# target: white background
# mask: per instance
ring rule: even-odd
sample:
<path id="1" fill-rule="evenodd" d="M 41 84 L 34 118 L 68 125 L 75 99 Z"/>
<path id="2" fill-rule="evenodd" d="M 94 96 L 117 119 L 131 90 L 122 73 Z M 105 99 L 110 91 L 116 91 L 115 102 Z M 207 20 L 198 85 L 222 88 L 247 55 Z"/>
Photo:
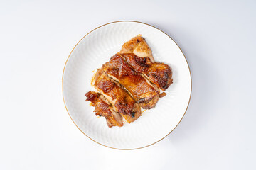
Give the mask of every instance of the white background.
<path id="1" fill-rule="evenodd" d="M 255 169 L 255 1 L 1 1 L 0 169 Z M 132 151 L 85 136 L 61 93 L 75 45 L 119 20 L 168 33 L 193 80 L 178 126 Z"/>

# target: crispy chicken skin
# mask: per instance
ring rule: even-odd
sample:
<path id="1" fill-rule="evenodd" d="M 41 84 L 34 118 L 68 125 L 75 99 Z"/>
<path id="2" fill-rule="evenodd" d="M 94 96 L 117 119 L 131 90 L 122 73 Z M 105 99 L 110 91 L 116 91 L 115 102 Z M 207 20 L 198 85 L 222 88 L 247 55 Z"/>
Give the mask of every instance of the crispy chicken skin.
<path id="1" fill-rule="evenodd" d="M 119 54 L 110 58 L 101 68 L 108 76 L 122 84 L 144 109 L 154 108 L 159 99 L 159 89 L 132 69 Z"/>
<path id="2" fill-rule="evenodd" d="M 152 51 L 141 35 L 125 42 L 122 47 L 120 53 L 134 53 L 141 57 L 148 57 L 152 62 L 154 62 Z"/>
<path id="3" fill-rule="evenodd" d="M 142 112 L 139 104 L 104 72 L 97 71 L 94 86 L 129 123 L 134 121 L 141 115 Z"/>
<path id="4" fill-rule="evenodd" d="M 89 91 L 85 94 L 86 101 L 90 101 L 92 106 L 95 107 L 93 110 L 96 112 L 96 115 L 103 116 L 106 118 L 107 125 L 111 128 L 112 126 L 122 126 L 122 117 L 116 112 L 113 107 L 107 103 L 108 102 L 100 93 Z"/>
<path id="5" fill-rule="evenodd" d="M 171 67 L 161 62 L 151 62 L 147 57 L 140 57 L 132 53 L 122 54 L 122 57 L 134 70 L 143 73 L 149 80 L 165 91 L 172 84 Z"/>

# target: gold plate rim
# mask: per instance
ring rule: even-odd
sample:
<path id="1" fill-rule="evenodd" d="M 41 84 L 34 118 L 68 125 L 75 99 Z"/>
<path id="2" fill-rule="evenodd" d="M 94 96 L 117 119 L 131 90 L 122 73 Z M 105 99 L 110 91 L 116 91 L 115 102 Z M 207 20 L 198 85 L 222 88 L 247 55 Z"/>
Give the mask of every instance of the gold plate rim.
<path id="1" fill-rule="evenodd" d="M 186 62 L 188 64 L 188 70 L 189 70 L 189 74 L 190 74 L 190 77 L 191 77 L 191 94 L 190 94 L 190 96 L 189 96 L 189 100 L 188 100 L 188 106 L 186 108 L 186 110 L 185 110 L 185 113 L 183 115 L 181 119 L 180 120 L 180 121 L 178 123 L 178 124 L 174 127 L 174 128 L 169 132 L 168 133 L 166 136 L 164 136 L 163 138 L 159 140 L 158 141 L 152 143 L 152 144 L 148 144 L 146 146 L 144 146 L 144 147 L 137 147 L 137 148 L 131 148 L 131 149 L 119 149 L 119 148 L 115 148 L 115 147 L 109 147 L 109 146 L 107 146 L 107 145 L 105 145 L 103 144 L 101 144 L 94 140 L 92 140 L 92 138 L 90 138 L 89 136 L 87 136 L 84 132 L 82 131 L 82 130 L 80 130 L 80 128 L 78 128 L 78 126 L 75 124 L 75 121 L 73 120 L 73 118 L 71 118 L 71 115 L 69 113 L 68 110 L 68 108 L 67 108 L 67 106 L 65 103 L 65 99 L 64 99 L 64 94 L 63 94 L 63 76 L 64 76 L 64 71 L 65 71 L 65 66 L 68 63 L 68 59 L 69 57 L 70 57 L 70 55 L 72 53 L 72 52 L 74 50 L 74 49 L 75 48 L 75 47 L 79 44 L 79 42 L 84 38 L 85 38 L 87 35 L 89 35 L 90 33 L 92 33 L 92 31 L 98 29 L 99 28 L 101 28 L 102 26 L 105 26 L 106 25 L 109 25 L 109 24 L 112 24 L 112 23 L 120 23 L 120 22 L 134 22 L 134 23 L 142 23 L 142 24 L 145 24 L 145 25 L 147 25 L 147 26 L 151 26 L 154 28 L 156 28 L 157 30 L 160 30 L 161 32 L 162 32 L 163 33 L 164 33 L 165 35 L 166 35 L 169 38 L 171 38 L 171 40 L 172 40 L 175 43 L 176 45 L 178 46 L 178 47 L 180 49 L 180 50 L 181 51 L 185 60 L 186 60 Z M 140 22 L 140 21 L 114 21 L 114 22 L 110 22 L 110 23 L 105 23 L 105 24 L 103 24 L 100 26 L 98 26 L 96 28 L 92 30 L 91 31 L 90 31 L 88 33 L 87 33 L 85 36 L 83 36 L 79 41 L 75 45 L 75 47 L 73 48 L 72 51 L 70 52 L 70 53 L 69 54 L 68 57 L 68 59 L 65 63 L 65 65 L 64 65 L 64 69 L 63 69 L 63 76 L 62 76 L 62 81 L 61 81 L 61 89 L 62 89 L 62 94 L 63 94 L 63 102 L 64 102 L 64 105 L 65 105 L 65 108 L 66 108 L 67 110 L 67 112 L 68 113 L 68 115 L 70 116 L 70 118 L 71 118 L 72 121 L 73 122 L 73 123 L 75 124 L 75 125 L 89 139 L 90 139 L 91 140 L 95 142 L 97 144 L 100 144 L 104 147 L 109 147 L 109 148 L 112 148 L 112 149 L 119 149 L 119 150 L 134 150 L 134 149 L 142 149 L 142 148 L 144 148 L 144 147 L 149 147 L 151 145 L 153 145 L 159 142 L 160 142 L 161 140 L 162 140 L 163 139 L 164 139 L 166 137 L 167 137 L 170 133 L 171 133 L 176 128 L 178 125 L 178 124 L 181 123 L 181 120 L 183 118 L 187 110 L 188 110 L 188 106 L 189 106 L 189 103 L 190 103 L 190 101 L 191 101 L 191 94 L 192 94 L 192 77 L 191 77 L 191 70 L 190 70 L 190 67 L 189 67 L 189 64 L 188 64 L 188 60 L 186 60 L 186 57 L 185 57 L 185 55 L 184 53 L 183 52 L 183 51 L 181 50 L 181 47 L 178 45 L 178 44 L 169 35 L 167 35 L 166 33 L 164 33 L 164 31 L 162 31 L 161 30 L 160 30 L 159 28 L 155 27 L 155 26 L 153 26 L 150 24 L 148 24 L 148 23 L 142 23 L 142 22 Z"/>

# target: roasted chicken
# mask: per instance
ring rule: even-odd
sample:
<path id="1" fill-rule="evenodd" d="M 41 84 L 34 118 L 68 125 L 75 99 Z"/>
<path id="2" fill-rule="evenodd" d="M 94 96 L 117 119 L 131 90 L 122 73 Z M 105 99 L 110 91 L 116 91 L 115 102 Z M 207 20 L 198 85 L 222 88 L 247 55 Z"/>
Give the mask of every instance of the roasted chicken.
<path id="1" fill-rule="evenodd" d="M 97 69 L 92 85 L 98 92 L 86 94 L 95 107 L 96 115 L 106 118 L 109 127 L 122 126 L 122 117 L 129 123 L 141 115 L 141 107 L 155 107 L 160 89 L 172 84 L 169 66 L 155 62 L 151 50 L 141 35 L 125 42 L 120 52 Z"/>
<path id="2" fill-rule="evenodd" d="M 122 84 L 144 109 L 154 108 L 159 97 L 159 90 L 139 72 L 132 69 L 119 54 L 116 54 L 103 64 L 100 72 Z"/>
<path id="3" fill-rule="evenodd" d="M 104 72 L 97 71 L 93 85 L 129 123 L 134 121 L 141 115 L 141 108 L 139 104 Z"/>
<path id="4" fill-rule="evenodd" d="M 140 57 L 133 53 L 122 54 L 132 69 L 144 74 L 153 84 L 165 91 L 172 84 L 171 67 L 164 63 L 151 62 L 149 57 Z"/>
<path id="5" fill-rule="evenodd" d="M 125 42 L 122 47 L 120 53 L 134 53 L 140 57 L 148 57 L 152 62 L 154 62 L 152 51 L 142 35 L 134 37 Z"/>
<path id="6" fill-rule="evenodd" d="M 108 103 L 102 94 L 90 91 L 85 96 L 86 101 L 92 102 L 92 106 L 95 107 L 93 110 L 96 112 L 95 115 L 106 118 L 108 127 L 123 125 L 122 115 L 114 110 L 112 105 Z"/>

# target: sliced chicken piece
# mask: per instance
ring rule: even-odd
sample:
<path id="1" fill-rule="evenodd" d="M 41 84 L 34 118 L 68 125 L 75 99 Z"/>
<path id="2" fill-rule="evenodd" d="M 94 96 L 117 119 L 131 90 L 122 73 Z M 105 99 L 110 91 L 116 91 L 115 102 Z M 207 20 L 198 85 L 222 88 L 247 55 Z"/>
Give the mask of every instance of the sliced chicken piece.
<path id="1" fill-rule="evenodd" d="M 142 35 L 134 37 L 125 42 L 122 47 L 120 53 L 134 53 L 141 57 L 148 57 L 152 62 L 154 62 L 152 51 Z"/>
<path id="2" fill-rule="evenodd" d="M 143 73 L 151 82 L 165 91 L 172 84 L 171 67 L 161 62 L 151 62 L 149 57 L 140 57 L 133 53 L 122 54 L 122 57 L 134 70 Z"/>
<path id="3" fill-rule="evenodd" d="M 106 98 L 100 93 L 89 91 L 85 94 L 87 101 L 90 101 L 92 106 L 95 107 L 93 110 L 96 112 L 96 115 L 103 116 L 106 118 L 107 125 L 111 128 L 112 126 L 122 126 L 122 117 L 116 112 L 113 107 L 108 103 Z"/>
<path id="4" fill-rule="evenodd" d="M 159 98 L 159 89 L 139 72 L 133 70 L 121 55 L 116 54 L 103 64 L 100 72 L 125 89 L 144 109 L 154 108 Z"/>
<path id="5" fill-rule="evenodd" d="M 97 71 L 93 85 L 129 123 L 141 115 L 142 112 L 139 104 L 104 72 Z"/>

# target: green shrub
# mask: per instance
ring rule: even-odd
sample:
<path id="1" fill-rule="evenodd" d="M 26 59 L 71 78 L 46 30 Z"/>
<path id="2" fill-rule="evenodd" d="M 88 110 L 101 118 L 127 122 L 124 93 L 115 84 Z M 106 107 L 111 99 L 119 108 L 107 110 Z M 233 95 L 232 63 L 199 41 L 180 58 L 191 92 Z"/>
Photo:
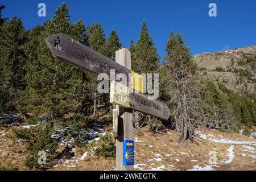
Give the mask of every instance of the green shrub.
<path id="1" fill-rule="evenodd" d="M 96 150 L 95 155 L 115 158 L 115 146 L 112 137 L 106 133 L 105 136 L 101 137 L 101 144 Z"/>
<path id="2" fill-rule="evenodd" d="M 205 70 L 207 70 L 207 68 L 204 67 L 200 68 L 200 71 L 205 71 Z"/>
<path id="3" fill-rule="evenodd" d="M 44 168 L 51 166 L 57 146 L 57 142 L 51 139 L 52 129 L 49 123 L 32 127 L 30 129 L 13 130 L 13 137 L 22 139 L 30 150 L 26 158 L 24 164 L 31 168 Z M 46 165 L 39 165 L 38 160 L 38 152 L 44 151 L 47 154 Z"/>
<path id="4" fill-rule="evenodd" d="M 245 129 L 243 130 L 243 134 L 246 136 L 250 136 L 251 135 L 251 130 L 248 128 Z"/>
<path id="5" fill-rule="evenodd" d="M 215 69 L 215 71 L 218 72 L 225 72 L 225 69 L 221 67 L 217 67 L 216 69 Z"/>

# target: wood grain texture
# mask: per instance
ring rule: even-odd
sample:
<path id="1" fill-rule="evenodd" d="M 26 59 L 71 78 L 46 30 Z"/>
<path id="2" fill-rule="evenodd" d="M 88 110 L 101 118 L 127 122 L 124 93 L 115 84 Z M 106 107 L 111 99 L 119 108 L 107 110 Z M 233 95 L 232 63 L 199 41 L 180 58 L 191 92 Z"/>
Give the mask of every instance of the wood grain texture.
<path id="1" fill-rule="evenodd" d="M 117 63 L 131 67 L 130 53 L 127 49 L 123 48 L 115 52 L 115 61 Z M 118 135 L 115 139 L 116 146 L 116 169 L 117 171 L 131 171 L 134 166 L 123 166 L 123 140 L 132 140 L 133 136 L 133 114 L 132 110 L 115 106 L 118 113 Z"/>
<path id="2" fill-rule="evenodd" d="M 110 79 L 111 69 L 114 69 L 115 76 L 119 73 L 126 76 L 128 84 L 129 73 L 131 71 L 130 53 L 127 49 L 117 51 L 116 58 L 118 62 L 114 61 L 63 34 L 48 37 L 45 42 L 57 59 L 97 74 L 105 73 Z M 117 97 L 118 95 L 115 96 Z M 169 118 L 170 113 L 166 104 L 157 100 L 148 100 L 147 96 L 141 93 L 130 93 L 129 98 L 130 108 L 164 120 Z M 121 103 L 116 104 L 121 105 Z"/>

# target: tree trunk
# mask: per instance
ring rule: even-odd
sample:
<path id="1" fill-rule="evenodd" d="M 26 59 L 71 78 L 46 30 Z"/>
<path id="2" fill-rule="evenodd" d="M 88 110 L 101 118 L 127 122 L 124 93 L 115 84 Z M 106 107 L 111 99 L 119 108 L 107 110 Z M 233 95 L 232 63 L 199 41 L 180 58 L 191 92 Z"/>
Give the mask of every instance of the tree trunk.
<path id="1" fill-rule="evenodd" d="M 96 104 L 96 93 L 94 93 L 94 104 L 93 105 L 93 117 L 95 117 L 96 115 L 96 109 L 97 109 L 97 104 Z"/>

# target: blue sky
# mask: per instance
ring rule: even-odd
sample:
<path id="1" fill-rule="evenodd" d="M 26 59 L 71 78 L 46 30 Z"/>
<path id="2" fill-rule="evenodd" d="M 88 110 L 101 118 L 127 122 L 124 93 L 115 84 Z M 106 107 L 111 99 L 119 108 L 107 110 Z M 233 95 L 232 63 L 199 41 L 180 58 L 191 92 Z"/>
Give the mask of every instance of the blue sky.
<path id="1" fill-rule="evenodd" d="M 3 17 L 21 18 L 26 29 L 51 18 L 63 1 L 2 0 Z M 108 36 L 114 29 L 124 47 L 137 42 L 145 20 L 159 56 L 171 31 L 179 31 L 192 55 L 256 44 L 256 1 L 66 0 L 71 22 L 81 18 L 86 26 L 100 22 Z M 46 17 L 38 16 L 38 5 L 46 5 Z M 217 17 L 208 5 L 217 5 Z"/>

What is required » Count the lines above that contain the string "plate", treating uppercase and lowercase as different, and reply with the number alone.

Complete output » 2